___ DATA FOR PROCESSING ___
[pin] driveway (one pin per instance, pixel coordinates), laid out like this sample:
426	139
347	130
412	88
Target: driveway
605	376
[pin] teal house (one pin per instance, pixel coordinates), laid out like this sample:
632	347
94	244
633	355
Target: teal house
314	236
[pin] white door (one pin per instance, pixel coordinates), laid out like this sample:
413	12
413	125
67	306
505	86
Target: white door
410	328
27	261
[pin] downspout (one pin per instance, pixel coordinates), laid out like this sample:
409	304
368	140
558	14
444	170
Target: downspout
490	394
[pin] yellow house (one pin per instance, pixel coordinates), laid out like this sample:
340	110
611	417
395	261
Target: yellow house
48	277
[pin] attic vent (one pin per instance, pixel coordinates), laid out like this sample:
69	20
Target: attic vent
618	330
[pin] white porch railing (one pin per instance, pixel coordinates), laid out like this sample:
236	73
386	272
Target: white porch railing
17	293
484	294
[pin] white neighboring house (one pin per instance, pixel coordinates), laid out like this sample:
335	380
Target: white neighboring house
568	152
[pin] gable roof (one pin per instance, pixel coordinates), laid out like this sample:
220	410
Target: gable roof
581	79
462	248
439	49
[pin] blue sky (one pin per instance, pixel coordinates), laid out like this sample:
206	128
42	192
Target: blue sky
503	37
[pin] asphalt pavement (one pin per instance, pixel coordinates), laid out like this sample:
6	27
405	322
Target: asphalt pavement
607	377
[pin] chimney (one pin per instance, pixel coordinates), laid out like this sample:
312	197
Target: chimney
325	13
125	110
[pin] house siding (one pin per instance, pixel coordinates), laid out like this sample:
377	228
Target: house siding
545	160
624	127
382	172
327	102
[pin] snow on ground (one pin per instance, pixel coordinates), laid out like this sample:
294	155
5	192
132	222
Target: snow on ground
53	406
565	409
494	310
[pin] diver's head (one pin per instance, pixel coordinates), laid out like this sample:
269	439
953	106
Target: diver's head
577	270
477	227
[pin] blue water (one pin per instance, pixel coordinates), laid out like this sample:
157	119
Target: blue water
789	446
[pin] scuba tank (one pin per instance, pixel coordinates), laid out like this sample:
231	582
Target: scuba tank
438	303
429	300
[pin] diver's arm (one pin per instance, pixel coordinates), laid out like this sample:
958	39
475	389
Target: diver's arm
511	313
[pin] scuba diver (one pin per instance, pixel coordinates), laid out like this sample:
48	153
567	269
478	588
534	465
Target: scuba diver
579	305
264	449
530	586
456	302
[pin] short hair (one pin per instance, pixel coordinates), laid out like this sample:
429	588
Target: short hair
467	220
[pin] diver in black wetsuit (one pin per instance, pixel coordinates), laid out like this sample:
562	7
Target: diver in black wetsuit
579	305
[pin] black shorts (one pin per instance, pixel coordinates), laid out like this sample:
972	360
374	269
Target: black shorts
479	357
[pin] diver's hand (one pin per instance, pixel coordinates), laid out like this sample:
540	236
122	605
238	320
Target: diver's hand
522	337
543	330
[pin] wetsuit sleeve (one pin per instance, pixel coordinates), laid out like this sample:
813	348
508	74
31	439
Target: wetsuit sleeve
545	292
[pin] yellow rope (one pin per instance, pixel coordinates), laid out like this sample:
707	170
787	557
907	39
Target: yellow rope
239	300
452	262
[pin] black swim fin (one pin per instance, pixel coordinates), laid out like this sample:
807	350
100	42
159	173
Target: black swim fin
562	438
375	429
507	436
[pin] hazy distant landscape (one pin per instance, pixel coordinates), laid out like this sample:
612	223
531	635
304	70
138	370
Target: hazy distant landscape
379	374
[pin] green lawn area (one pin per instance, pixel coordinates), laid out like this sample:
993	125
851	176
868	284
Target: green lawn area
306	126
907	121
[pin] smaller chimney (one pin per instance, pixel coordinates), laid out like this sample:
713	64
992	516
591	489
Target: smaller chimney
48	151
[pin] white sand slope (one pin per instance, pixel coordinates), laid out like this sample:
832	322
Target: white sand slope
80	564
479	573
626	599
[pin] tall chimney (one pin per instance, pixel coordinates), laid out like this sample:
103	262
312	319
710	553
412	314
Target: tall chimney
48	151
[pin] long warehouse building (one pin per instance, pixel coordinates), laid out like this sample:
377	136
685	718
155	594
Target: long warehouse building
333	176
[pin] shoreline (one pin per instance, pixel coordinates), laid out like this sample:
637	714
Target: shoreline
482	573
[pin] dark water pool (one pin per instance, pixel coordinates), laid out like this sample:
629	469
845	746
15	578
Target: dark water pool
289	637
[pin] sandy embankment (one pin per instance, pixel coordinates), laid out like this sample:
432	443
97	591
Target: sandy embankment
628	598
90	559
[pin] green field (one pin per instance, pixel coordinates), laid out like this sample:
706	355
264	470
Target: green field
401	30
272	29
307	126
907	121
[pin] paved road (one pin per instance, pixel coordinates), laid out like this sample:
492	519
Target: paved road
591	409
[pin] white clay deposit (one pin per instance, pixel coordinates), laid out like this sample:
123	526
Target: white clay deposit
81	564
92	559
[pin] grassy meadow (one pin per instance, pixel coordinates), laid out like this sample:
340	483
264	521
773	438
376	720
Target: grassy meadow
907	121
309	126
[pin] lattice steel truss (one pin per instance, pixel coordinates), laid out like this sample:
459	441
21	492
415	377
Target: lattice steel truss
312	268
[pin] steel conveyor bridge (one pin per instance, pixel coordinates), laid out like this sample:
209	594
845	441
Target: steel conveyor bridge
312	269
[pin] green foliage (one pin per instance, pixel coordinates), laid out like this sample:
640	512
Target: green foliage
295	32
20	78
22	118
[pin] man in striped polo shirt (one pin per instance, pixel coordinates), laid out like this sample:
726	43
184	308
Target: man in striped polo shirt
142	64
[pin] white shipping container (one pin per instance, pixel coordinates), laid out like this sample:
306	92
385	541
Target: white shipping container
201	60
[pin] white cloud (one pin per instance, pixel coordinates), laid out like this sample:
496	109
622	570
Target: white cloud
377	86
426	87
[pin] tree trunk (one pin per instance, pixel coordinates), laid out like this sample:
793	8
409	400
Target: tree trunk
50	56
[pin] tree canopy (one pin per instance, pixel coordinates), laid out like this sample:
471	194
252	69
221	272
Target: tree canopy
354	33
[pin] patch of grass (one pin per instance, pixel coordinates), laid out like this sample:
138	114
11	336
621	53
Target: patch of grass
___
YOUR ASSIGNMENT = The required output is a copy of each line in the records where the string "patch" occurs.

EXERCISE SOLUTION =
[pin] patch of grass (one pin per instance, pixel coordinates), laid out like this sample:
Target: patch of grass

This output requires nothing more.